*** Lesetext ***

Die deutsch-jamaikanische Kombo verlor ihr Erstrundenmatch im Doppel bei den Hamburg European Open gegen Rohan Bopanna aus Indien und den Niederländer Matwe Middelkoop auf Court M3 glatt in zwei Sätzen. Im Anschluss gab es Blumen und viele Emotionen für den Norddeutschen Kamke, der in seiner Karriere acht Titel auf der ATP-Challenger-Tour gewann und es bis auf Position 64 der Weltrangliste schaffte.

Am Mittwoch folgte auf dem großen Center-Court am Rothenbaum eine offizielle Verabschiedung. Im Anschluss daran haben wir uns mit ihm zum Interview getroffen.

Tennisnet: Herr Kamke, wie verliefen die Feierlichkeiten?

Tobias Kamke: Ich hätte das Match mit Dustin natürlich gerne gewonnen. Es war aber sehr emotional hinterher, da die Familie und viele Freunde vor Ort waren und mich beglückwünscht haben. Wir waren dann abends noch essen und es wird jetzt noch eine gewisse Zeit dauern, bis man etwas Abstand hat. Auch die Verabschiedung eben fand ich sehr schön. Auf den Punkt, sehr gelungen. Ich habe auch heute über den Tag hinweg schon sehr viele Nachrichten und Anrufe erhalten. Das Telefon stand gar nicht still. Ich habe mich über die Resonanz sehr gefreut.

Seit wann haben Sie erwogen, Ihre Tenniskarriere zu beenden?

***

▶ Zu bearbeiten
1. Fasse den Absatz des Lesetexts, der mit „Die deutsch-jamaikanische Kombo“ beginnt, als Stichpunktliste zusammen. Die wesentlichen Fakten müssen erhalten bleiben.
2. Wo fand laut Lesetext am Mittwoch die offizielle Verabschiedung statt?
3. Gib den Lesetext von „Tobias Kamke: Ich“ bis „Resonanz sehr gefreut.“ wieder und tausche dabei „Telefon“ gegen „Handy“.
Das Material spielt hierfür keine Rolle.

*** Vorliegende Daten ***

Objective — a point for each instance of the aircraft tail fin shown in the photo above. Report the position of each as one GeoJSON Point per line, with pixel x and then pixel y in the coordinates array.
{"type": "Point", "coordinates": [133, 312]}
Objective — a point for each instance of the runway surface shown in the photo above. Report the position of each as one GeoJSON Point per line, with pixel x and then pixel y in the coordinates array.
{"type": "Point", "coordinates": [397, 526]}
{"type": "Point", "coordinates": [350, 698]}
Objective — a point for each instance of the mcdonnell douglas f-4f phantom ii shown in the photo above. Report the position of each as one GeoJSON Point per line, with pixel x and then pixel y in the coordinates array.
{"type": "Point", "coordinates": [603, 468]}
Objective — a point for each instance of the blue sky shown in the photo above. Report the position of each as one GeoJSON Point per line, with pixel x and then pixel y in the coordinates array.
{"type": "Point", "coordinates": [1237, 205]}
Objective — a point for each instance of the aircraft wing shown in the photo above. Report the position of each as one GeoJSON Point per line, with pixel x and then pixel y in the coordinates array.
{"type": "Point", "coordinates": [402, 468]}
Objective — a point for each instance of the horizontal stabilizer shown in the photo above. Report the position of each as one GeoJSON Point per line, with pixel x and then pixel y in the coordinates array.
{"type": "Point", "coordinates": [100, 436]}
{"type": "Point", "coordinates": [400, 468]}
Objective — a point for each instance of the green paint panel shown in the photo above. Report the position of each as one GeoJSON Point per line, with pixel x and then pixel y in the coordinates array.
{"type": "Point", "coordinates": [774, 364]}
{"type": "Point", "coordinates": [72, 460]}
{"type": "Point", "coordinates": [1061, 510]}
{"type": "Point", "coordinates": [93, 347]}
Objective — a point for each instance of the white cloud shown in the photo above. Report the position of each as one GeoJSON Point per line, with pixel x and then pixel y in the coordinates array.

***

▶ Lösungen
1.
- Die deutsch-jamaikanische Kombo verlor ihr Erstrundenmatch im Doppel bei den Hamburg European Open auf Court M3 glatt in zwei Sätzen.
- Die Gegner waren Rohan Bopanna aus Indien und der Niederländer Matwe Middelkoop.
- Danach gab es Blumen und viele Emotionen für den Norddeutschen Kamke.
- Kamke gewann in seiner Karriere acht Titel auf der ATP-Challenger-Tour und erreichte Position 64 der Weltrangliste.

2. Auf dem großen Center-Court am Rothenbaum.

3.
Tobias Kamke: Ich hätte das Match mit Dustin natürlich gerne gewonnen. Es war aber sehr emotional hinterher, da die Familie und viele Freunde vor Ort waren und mich beglückwünscht haben. Wir waren dann abends noch essen und es wird jetzt noch eine gewisse Zeit dauern, bis man etwas Abstand hat. Auch die Verabschiedung eben fand ich sehr schön. Auf den Punkt, sehr gelungen. Ich habe auch heute über den Tag hinweg schon sehr viele Nachrichten und Anrufe erhalten. Das Handy stand gar nicht still. Ich habe mich über die Resonanz sehr gefreut.